#### Data for review
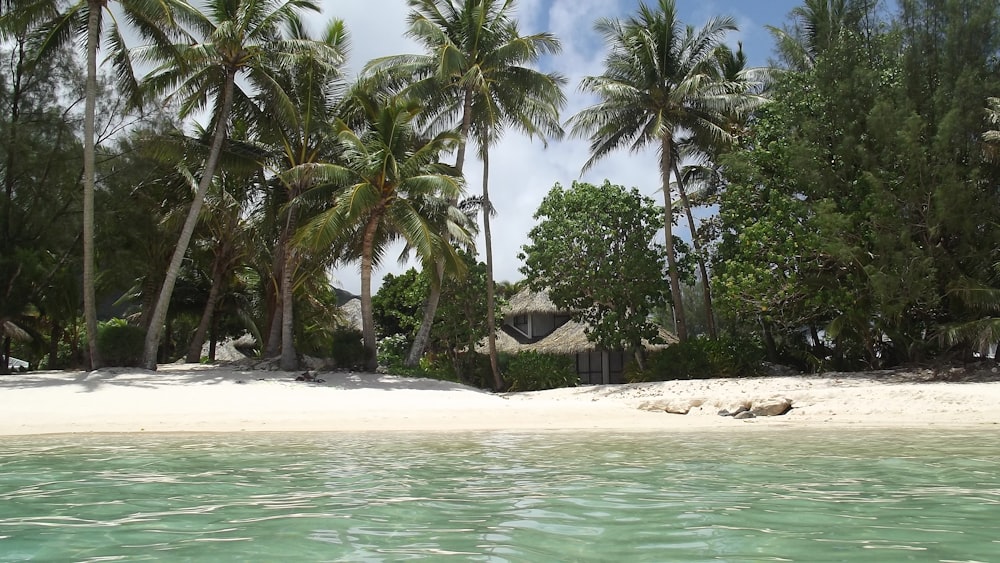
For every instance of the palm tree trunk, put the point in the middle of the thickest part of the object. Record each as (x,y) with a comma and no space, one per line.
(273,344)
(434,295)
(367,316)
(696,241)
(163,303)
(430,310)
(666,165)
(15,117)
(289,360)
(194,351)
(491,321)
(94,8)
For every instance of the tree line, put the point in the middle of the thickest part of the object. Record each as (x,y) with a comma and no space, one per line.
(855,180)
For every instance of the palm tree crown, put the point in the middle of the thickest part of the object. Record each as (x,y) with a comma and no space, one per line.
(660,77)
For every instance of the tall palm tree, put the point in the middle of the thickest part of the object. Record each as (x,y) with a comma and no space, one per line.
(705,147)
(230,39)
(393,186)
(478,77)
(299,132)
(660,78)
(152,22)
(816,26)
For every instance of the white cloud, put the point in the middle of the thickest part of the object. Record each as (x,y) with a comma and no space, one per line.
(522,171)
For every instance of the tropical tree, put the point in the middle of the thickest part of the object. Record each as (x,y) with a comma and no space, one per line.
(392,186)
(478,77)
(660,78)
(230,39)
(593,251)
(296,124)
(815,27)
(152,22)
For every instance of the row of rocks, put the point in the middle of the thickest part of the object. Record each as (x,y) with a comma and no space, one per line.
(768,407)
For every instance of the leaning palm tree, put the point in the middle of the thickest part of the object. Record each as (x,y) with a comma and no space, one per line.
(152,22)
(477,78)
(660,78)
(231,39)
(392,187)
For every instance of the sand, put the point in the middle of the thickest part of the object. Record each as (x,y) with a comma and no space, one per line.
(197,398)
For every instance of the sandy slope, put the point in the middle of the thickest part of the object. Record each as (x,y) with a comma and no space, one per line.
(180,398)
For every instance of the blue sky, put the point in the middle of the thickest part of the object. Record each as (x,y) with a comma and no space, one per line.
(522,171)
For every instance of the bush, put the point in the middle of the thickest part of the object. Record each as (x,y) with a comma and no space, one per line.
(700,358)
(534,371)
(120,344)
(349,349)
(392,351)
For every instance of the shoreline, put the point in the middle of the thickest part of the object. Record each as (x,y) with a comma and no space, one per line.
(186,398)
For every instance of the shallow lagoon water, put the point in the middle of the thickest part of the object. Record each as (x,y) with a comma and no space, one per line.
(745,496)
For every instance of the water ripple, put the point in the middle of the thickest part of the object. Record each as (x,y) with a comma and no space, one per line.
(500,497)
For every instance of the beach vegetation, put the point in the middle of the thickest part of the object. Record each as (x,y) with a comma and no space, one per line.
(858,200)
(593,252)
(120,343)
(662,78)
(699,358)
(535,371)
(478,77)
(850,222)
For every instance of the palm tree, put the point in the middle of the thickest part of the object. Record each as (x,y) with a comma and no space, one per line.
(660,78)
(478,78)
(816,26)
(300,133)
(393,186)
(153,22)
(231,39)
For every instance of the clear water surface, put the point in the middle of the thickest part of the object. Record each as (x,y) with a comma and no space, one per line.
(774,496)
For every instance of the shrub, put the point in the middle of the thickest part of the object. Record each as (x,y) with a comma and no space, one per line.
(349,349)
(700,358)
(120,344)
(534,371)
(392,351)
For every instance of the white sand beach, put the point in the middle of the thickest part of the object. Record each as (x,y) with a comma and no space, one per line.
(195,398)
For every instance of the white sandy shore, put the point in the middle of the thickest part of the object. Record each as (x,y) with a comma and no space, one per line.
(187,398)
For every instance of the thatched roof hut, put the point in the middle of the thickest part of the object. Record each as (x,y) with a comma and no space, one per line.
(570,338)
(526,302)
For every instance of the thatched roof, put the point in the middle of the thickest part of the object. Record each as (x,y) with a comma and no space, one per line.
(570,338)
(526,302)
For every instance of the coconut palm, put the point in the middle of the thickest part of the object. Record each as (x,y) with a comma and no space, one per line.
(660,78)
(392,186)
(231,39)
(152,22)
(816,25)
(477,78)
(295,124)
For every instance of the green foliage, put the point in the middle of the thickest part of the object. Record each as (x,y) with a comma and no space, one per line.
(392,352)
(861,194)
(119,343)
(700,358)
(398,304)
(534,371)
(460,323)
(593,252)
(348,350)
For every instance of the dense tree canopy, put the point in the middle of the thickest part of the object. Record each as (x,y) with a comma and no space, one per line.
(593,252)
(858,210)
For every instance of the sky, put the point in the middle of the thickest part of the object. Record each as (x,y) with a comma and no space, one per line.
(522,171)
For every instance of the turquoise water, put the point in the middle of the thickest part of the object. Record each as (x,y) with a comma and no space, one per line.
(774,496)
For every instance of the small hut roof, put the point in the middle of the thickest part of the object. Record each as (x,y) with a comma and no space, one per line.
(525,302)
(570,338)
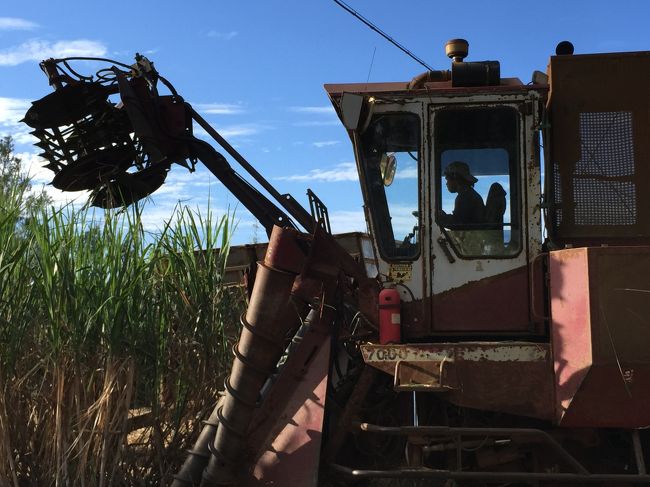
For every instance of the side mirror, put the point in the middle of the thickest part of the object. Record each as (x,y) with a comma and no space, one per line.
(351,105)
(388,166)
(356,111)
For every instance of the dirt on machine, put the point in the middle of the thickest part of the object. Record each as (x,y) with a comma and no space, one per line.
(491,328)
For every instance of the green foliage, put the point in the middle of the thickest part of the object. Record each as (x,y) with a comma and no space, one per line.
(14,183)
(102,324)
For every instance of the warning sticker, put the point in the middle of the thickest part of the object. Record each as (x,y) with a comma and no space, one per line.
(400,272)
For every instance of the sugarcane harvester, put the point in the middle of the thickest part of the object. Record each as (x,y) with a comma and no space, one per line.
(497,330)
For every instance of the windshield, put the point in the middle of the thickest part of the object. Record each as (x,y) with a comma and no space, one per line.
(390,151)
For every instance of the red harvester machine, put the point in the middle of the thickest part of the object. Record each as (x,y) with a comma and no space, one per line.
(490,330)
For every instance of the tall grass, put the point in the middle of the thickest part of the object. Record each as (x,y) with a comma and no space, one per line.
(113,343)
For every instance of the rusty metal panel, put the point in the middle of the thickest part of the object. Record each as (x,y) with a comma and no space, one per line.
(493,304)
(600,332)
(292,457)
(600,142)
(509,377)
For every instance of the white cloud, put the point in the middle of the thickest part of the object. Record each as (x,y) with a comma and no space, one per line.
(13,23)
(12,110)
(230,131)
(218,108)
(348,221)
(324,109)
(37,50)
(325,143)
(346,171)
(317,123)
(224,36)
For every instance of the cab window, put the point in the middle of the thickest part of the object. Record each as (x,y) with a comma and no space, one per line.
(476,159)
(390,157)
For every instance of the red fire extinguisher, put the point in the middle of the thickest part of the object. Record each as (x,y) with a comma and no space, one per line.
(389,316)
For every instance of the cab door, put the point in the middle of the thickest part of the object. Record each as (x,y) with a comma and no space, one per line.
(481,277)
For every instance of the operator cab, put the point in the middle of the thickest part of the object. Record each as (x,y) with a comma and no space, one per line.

--

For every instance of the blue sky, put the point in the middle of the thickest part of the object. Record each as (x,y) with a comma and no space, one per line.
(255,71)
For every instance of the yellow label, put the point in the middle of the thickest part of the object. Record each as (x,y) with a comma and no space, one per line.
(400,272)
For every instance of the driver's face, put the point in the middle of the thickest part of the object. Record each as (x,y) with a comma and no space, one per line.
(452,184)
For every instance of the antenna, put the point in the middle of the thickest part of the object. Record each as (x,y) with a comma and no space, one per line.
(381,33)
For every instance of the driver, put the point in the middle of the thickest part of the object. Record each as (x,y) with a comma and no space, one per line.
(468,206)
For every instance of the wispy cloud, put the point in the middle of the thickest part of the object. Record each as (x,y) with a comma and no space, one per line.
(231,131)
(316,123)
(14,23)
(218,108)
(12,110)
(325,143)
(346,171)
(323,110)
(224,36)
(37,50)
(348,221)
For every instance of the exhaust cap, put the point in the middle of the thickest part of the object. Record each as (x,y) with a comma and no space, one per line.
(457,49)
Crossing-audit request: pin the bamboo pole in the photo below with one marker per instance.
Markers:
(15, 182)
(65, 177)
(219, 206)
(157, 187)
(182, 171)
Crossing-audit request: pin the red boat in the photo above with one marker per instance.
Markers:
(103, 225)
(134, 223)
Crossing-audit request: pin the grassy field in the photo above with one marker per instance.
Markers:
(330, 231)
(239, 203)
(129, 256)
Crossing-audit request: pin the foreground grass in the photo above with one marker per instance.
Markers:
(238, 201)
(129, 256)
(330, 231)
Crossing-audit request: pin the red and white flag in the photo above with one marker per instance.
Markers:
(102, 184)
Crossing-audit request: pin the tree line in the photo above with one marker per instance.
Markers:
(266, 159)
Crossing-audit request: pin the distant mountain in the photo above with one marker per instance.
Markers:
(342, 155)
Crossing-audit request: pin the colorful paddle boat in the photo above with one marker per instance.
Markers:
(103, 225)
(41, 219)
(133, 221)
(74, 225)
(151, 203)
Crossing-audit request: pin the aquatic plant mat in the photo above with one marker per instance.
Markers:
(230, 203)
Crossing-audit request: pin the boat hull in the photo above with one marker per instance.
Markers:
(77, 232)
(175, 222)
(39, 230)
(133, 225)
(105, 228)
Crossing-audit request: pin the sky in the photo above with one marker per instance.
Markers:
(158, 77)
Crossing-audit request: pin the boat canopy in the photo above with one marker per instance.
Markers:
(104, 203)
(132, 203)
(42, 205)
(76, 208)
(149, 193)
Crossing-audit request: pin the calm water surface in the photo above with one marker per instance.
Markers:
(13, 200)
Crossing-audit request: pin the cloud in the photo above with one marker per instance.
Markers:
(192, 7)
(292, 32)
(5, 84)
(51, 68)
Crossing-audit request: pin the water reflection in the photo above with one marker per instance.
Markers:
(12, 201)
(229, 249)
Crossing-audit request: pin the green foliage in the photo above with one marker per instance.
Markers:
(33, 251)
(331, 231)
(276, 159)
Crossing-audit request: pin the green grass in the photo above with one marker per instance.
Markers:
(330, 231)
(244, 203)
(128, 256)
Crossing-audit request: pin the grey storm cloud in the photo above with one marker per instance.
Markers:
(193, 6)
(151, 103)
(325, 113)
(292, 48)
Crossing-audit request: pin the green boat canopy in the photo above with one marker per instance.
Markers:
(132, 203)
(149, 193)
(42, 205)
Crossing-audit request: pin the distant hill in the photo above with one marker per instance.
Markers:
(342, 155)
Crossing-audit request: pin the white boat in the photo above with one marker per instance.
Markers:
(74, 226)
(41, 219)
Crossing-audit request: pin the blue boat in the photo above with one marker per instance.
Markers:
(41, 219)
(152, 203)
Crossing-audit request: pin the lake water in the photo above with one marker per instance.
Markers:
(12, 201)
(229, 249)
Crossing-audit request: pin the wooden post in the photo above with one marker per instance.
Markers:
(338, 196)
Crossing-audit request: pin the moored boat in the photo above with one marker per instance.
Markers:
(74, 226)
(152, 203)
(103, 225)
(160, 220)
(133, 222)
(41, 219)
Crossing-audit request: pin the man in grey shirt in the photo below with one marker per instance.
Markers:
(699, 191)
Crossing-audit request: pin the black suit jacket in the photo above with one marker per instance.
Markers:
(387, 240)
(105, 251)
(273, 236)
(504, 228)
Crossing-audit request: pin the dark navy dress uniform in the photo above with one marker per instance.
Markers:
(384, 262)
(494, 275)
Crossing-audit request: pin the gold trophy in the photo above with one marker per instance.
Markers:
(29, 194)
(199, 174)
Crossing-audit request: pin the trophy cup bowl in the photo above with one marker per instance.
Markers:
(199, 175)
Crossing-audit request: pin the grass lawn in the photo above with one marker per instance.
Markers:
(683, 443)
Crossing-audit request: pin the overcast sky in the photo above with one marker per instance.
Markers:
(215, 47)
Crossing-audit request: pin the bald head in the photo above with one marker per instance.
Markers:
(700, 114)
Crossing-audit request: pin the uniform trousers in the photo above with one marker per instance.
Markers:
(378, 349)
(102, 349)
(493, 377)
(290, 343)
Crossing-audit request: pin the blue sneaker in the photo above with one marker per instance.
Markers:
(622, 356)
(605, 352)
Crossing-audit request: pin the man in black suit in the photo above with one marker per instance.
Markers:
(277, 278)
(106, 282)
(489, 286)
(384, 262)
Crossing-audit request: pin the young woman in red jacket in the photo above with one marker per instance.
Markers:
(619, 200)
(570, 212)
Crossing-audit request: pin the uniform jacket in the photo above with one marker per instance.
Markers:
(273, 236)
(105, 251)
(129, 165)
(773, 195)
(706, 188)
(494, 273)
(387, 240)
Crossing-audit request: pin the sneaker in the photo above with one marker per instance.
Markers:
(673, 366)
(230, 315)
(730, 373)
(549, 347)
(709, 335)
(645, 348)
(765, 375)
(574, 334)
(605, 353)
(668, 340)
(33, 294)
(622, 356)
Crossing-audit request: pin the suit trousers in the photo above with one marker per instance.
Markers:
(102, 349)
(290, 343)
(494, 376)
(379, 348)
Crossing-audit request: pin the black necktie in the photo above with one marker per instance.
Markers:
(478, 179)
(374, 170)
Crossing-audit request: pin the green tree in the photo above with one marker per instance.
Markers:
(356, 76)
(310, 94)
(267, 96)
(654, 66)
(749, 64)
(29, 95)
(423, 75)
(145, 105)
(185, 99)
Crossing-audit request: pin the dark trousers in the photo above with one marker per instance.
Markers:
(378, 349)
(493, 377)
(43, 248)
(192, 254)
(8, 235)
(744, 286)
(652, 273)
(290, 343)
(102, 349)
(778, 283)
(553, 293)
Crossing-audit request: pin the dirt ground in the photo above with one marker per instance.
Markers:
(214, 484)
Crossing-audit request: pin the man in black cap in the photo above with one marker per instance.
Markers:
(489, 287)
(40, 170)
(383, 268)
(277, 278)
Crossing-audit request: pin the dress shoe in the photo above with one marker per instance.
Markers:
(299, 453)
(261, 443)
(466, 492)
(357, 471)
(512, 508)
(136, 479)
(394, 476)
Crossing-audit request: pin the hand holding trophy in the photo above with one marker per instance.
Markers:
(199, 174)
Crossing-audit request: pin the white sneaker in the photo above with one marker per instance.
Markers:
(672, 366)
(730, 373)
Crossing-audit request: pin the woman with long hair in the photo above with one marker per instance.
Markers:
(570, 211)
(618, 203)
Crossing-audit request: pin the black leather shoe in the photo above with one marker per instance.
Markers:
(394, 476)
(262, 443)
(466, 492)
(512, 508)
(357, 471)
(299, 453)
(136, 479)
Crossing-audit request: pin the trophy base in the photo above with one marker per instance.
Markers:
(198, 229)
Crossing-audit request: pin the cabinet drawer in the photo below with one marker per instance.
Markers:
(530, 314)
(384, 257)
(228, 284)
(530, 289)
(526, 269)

--

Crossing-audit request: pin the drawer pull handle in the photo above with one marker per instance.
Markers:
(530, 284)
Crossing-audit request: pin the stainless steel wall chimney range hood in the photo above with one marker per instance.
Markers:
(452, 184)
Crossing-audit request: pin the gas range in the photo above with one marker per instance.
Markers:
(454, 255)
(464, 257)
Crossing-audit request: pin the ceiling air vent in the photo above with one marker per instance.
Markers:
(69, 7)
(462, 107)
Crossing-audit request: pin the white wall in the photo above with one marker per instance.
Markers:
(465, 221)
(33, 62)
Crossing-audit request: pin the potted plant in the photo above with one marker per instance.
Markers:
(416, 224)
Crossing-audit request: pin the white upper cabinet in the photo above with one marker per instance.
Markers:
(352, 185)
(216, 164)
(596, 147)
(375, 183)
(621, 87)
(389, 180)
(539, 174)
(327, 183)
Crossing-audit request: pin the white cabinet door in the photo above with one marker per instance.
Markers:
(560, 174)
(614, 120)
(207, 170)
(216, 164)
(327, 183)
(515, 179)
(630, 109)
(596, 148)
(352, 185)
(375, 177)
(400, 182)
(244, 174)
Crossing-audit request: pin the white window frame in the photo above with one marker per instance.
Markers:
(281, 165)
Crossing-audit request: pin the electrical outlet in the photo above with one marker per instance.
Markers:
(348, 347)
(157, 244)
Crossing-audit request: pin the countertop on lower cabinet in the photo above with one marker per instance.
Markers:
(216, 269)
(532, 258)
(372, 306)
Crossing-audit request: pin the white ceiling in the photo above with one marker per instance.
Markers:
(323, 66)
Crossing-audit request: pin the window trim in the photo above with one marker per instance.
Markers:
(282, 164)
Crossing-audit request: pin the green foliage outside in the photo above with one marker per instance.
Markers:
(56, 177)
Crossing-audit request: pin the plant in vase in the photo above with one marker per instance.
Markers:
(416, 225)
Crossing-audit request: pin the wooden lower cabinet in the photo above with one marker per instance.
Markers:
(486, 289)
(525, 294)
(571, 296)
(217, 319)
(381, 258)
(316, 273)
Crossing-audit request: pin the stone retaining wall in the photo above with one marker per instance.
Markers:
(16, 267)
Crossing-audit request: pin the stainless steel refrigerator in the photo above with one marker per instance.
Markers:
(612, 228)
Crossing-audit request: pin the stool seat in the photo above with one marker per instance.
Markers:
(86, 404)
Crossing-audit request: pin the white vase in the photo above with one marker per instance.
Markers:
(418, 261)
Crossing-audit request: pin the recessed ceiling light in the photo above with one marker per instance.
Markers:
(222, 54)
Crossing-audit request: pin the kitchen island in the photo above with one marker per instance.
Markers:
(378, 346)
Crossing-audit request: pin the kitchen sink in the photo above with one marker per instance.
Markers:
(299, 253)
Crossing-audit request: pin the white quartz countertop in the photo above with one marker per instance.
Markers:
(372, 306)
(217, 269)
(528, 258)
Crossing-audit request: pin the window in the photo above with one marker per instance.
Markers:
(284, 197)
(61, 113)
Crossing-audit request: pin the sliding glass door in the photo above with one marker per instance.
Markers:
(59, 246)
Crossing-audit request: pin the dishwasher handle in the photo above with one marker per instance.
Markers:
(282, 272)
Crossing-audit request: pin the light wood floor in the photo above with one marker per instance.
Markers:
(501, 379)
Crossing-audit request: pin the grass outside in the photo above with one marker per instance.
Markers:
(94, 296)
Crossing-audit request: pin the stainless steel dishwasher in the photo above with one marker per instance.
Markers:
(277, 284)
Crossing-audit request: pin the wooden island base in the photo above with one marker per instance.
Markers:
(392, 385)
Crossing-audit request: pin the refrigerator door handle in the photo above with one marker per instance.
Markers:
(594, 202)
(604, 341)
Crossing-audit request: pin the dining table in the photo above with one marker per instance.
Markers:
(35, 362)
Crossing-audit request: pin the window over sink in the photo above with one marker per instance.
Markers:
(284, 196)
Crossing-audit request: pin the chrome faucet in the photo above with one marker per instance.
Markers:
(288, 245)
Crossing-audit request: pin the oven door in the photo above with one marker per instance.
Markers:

#### Directions
Number of lines above holding "shoe"? Give that number alone.

#### Written answer
2